__PAGE__:
# **Day 8: Embeddings**
---

### **Description**
In today's lab, we have another text classification task, but this time we will be using **embeddings.** For this project, we will be working with a dataset of BBC News articles classified by topic.

<br>

### **Lab Structure**

**Part 1**: [Review](#p1)
>
>**Part 1.1**: [Tokenization and Vectorization with sklearn](#p1.1)
>
>**Part 1.2**: [Tokenization and Vectorization with TextDataLoaders](#p1.2)

**Part 2**: [Embeddings](#p2)


**Part 3**: [News Classification with a Simple Neural Net with Embedding](#p3)

**Part 4**: [News Classification with a CNN with Embedding](#p4)

**Part 5**: [[ADDITIONAL PRACTICE] Sentiment Analysis with IMDB Movie Review](#p5)

<br>

### **Goals**
By the end of this lab, you will:
* Understand how tokenization and vectorization works when using TextDataLoaders
* Understand how to apply embedding layers in models.
* Compare a fully connected network to a CNN for text classification with embeddings.

<br>

### **Cheat Sheets**
[Natural Language Processing II](https://docs.google.com/document/d/1OoP-sFW6qMk0BzvYMlavgJtiXX9eziTUptlFdzgLfGk/edit)

<br>

**Before starting, run the code below to import all necessary functions and libraries.**


In [None]:
from sklearn.feature_extraction.text import CountVectorizer
from sklearn.model_selection import train_test_split
from torch.utils.data import Dataset, DataLoader
import warnings
warnings.filterwarnings('ignore')

__WRITTEN REQUEST A__:
In the Day 8 embeddings lab, what reason is given for running the code before starting? Answer in one to three sentences.

__RECORDS FOR PROCESSING__:
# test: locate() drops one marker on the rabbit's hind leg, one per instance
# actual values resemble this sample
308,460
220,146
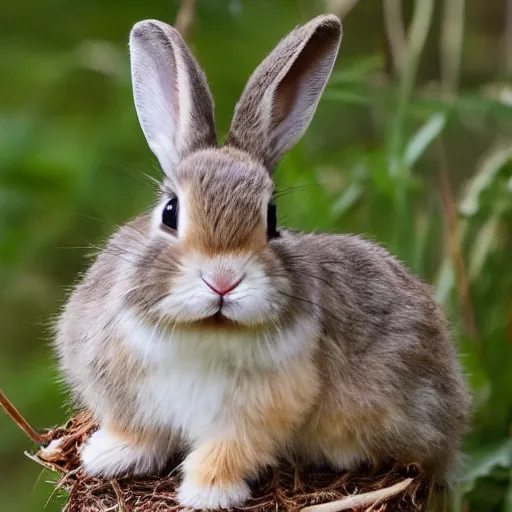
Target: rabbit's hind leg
110,452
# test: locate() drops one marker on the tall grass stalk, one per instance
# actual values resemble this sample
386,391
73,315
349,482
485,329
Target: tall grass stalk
417,36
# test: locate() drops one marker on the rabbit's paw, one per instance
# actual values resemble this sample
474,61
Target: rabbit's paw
105,455
213,496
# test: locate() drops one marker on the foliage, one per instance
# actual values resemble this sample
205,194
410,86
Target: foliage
427,174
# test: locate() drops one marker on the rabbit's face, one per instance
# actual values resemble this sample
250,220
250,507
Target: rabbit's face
213,255
212,239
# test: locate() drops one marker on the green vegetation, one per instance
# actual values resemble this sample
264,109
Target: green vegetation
407,157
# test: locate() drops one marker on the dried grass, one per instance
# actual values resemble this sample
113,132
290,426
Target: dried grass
281,489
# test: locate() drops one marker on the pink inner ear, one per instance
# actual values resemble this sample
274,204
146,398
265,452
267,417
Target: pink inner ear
310,60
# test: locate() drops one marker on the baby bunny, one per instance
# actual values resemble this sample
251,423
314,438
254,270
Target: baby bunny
203,327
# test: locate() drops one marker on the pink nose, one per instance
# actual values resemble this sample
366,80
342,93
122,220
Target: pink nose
222,284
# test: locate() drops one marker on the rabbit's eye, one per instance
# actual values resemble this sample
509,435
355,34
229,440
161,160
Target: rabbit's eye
272,222
170,214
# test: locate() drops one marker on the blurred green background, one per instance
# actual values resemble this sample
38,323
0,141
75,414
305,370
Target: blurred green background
411,146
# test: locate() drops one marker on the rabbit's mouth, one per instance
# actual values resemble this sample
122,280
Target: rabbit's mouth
219,321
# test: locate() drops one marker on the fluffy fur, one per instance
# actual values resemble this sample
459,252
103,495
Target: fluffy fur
327,350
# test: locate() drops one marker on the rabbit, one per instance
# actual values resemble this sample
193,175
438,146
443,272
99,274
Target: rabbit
204,328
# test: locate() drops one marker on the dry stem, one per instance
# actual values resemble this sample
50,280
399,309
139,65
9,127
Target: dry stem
15,415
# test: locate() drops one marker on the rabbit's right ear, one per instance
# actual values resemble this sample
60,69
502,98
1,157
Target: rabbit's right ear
172,98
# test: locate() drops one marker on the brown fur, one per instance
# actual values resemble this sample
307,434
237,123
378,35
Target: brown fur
376,378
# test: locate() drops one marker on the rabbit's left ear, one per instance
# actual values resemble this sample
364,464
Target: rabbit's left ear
172,97
281,96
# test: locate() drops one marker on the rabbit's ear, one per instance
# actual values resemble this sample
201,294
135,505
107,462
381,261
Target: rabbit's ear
280,98
172,98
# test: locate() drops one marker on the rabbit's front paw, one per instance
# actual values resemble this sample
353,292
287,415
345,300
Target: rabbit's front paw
105,455
212,496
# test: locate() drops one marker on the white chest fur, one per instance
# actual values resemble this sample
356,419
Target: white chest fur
197,380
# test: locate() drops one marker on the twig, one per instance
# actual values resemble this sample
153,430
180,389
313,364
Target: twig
22,423
455,249
395,32
452,33
185,18
361,500
417,36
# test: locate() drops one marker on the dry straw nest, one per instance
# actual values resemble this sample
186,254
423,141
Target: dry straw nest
282,489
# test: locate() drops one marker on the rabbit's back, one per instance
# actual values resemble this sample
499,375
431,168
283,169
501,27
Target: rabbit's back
393,388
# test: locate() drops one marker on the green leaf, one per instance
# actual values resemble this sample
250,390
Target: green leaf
484,177
423,138
484,459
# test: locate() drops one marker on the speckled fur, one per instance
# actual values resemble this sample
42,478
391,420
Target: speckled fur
329,349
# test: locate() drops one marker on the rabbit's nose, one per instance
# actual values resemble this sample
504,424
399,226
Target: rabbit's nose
222,284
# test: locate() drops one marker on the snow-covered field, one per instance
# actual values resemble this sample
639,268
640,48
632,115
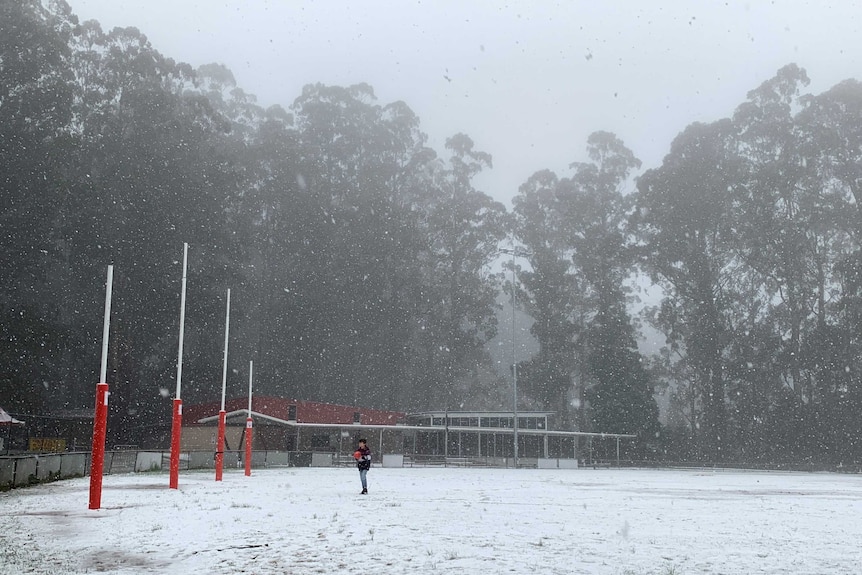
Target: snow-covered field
440,520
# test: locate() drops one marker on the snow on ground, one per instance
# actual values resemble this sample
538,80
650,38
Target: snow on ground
440,520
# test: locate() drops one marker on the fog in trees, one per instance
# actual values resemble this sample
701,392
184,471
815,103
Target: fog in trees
366,268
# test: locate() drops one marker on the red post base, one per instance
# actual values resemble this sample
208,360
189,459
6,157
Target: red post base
176,431
220,445
248,433
100,428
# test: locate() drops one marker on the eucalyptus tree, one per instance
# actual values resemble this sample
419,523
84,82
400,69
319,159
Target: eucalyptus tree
552,295
684,224
830,128
153,170
35,114
464,228
358,233
620,391
778,209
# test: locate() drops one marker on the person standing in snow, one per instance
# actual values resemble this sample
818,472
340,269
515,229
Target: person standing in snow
363,463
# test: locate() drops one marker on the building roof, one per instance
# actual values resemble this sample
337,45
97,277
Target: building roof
306,411
6,419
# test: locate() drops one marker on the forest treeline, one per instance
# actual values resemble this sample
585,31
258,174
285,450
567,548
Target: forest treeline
361,262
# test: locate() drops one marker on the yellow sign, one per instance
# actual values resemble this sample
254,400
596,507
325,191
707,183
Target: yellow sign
47,444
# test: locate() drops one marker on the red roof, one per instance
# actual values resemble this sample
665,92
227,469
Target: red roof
306,411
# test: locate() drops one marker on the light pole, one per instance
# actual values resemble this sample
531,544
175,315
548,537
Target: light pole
523,254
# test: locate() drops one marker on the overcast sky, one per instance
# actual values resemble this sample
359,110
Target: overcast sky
527,81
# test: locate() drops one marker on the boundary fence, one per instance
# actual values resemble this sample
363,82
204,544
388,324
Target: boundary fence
31,469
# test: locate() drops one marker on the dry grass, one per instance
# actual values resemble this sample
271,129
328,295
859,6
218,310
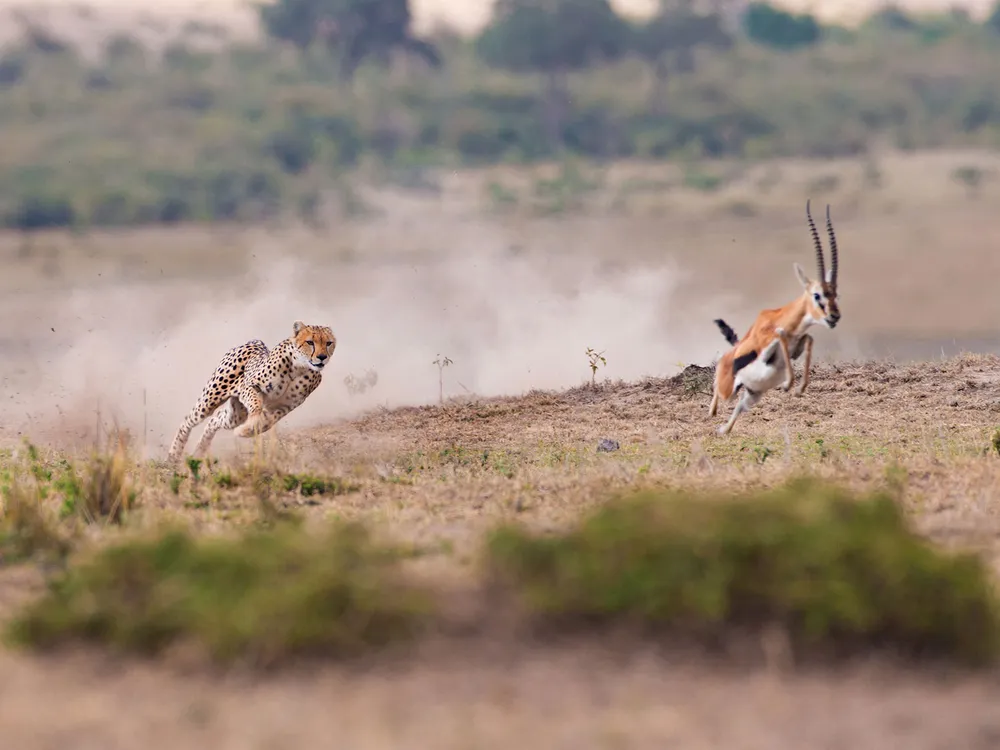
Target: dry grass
442,475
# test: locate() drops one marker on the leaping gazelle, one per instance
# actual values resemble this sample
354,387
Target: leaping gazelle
762,359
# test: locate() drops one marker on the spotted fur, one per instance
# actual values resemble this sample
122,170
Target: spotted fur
256,387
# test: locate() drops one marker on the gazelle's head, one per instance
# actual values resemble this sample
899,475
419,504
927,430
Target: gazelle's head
822,293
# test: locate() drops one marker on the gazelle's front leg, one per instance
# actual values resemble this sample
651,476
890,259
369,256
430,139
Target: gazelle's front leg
805,371
789,372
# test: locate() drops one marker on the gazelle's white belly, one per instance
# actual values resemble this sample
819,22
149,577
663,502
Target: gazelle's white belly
760,376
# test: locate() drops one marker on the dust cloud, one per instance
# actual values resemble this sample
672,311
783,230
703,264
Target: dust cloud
138,356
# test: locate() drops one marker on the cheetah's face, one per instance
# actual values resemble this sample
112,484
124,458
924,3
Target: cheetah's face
314,345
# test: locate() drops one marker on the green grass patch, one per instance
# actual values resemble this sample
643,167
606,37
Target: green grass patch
262,598
840,573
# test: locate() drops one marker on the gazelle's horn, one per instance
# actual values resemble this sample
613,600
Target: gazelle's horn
833,249
819,245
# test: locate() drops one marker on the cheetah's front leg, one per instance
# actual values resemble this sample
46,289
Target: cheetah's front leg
253,401
268,419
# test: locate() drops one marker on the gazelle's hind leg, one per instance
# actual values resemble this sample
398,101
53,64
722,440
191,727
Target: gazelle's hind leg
807,340
745,404
229,417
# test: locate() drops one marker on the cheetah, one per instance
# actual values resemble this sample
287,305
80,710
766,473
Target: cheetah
256,387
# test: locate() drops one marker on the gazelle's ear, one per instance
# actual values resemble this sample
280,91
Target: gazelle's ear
803,279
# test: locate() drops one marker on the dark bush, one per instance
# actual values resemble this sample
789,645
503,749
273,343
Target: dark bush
263,597
837,572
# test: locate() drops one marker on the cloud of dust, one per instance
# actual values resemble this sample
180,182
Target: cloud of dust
509,323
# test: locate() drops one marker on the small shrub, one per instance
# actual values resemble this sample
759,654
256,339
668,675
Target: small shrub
308,485
26,530
839,573
263,597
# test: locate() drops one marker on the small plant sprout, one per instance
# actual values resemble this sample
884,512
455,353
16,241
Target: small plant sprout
356,386
441,362
594,360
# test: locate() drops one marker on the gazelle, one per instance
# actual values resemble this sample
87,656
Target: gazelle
762,359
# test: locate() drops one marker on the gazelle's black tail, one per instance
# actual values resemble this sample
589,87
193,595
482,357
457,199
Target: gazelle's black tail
728,332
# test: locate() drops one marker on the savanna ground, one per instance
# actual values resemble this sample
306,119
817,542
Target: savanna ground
513,299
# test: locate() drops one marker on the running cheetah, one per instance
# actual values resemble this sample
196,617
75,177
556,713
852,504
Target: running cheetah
256,387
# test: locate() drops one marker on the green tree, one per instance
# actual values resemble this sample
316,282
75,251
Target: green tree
552,38
773,27
670,40
352,30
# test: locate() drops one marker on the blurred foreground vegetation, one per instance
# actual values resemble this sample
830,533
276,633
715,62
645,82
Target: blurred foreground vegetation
211,128
839,574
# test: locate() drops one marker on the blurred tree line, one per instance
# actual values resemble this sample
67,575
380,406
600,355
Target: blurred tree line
246,131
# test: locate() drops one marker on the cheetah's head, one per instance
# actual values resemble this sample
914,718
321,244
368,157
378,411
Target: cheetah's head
314,345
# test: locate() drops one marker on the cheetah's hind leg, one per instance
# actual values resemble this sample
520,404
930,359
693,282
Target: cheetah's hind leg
230,416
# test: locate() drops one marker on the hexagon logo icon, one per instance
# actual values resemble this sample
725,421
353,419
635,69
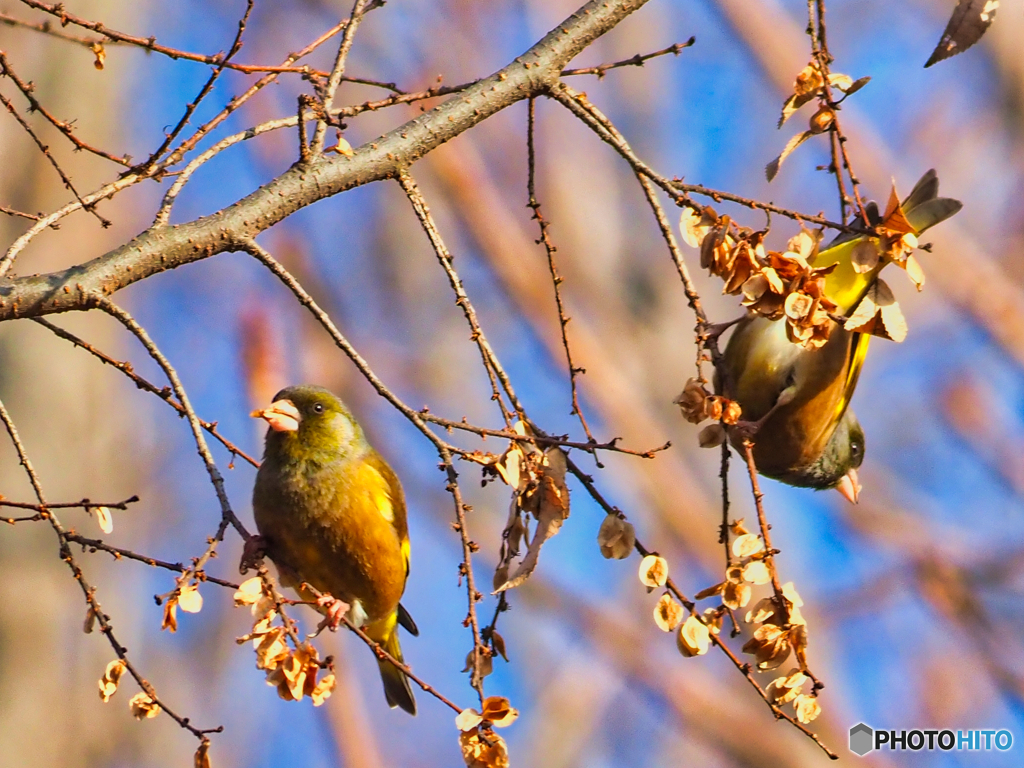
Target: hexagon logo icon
861,739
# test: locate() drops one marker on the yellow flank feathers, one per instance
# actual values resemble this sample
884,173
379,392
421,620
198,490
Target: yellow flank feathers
857,355
845,286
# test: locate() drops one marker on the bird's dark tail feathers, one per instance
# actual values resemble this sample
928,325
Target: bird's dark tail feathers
396,687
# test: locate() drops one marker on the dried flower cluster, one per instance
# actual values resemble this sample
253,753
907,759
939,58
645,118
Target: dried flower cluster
878,312
293,672
539,491
745,569
780,630
774,285
186,597
615,538
481,748
810,85
112,677
696,403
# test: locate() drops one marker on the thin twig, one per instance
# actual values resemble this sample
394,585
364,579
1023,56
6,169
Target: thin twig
556,279
491,365
227,515
97,545
637,60
90,207
743,667
203,93
164,393
443,450
88,591
359,7
66,128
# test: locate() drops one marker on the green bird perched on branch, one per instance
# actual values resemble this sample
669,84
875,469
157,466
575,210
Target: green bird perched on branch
796,399
331,513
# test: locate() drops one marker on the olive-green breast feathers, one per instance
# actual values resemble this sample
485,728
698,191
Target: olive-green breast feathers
332,513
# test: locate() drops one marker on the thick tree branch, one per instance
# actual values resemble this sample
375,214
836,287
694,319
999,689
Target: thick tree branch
160,249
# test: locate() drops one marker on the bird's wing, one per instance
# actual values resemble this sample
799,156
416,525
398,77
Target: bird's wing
923,207
858,351
390,500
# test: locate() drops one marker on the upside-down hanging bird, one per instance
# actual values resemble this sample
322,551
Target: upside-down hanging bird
332,513
807,435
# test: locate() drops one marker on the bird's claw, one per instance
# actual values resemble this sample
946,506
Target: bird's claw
712,331
253,551
334,610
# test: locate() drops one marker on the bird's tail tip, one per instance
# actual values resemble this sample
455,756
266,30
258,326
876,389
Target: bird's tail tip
396,688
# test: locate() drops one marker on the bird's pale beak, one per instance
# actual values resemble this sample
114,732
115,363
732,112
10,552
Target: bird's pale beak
849,486
282,416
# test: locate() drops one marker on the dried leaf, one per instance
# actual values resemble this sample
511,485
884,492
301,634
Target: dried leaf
498,643
856,85
323,690
735,595
771,170
668,612
343,147
914,272
486,664
764,610
756,572
249,591
202,759
142,707
838,80
104,518
895,219
478,754
271,649
747,545
879,314
90,621
694,225
653,571
693,638
100,54
467,720
793,103
712,436
499,712
786,688
807,708
692,401
770,645
189,600
791,594
509,464
710,592
970,20
112,677
615,538
865,255
552,511
170,621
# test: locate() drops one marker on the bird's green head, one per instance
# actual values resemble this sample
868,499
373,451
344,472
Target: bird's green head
837,467
311,423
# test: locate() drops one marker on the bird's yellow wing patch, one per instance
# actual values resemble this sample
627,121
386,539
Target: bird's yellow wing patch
857,355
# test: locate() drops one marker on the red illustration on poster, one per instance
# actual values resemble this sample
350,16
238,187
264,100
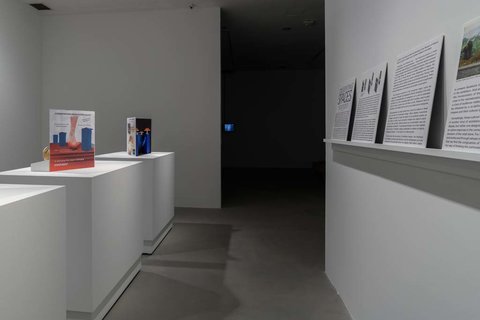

__WRITTEN REQUEST B__:
Gather every line of the records that contains the string "bush". Case counts.

__CORRECT OUTPUT A__:
The code should be run first because it imports all the necessary functions and libraries for the lab.

__CORRECT OUTPUT B__:
# test: locate() drops one marker on the dark bush, one per instance
Target: dark bush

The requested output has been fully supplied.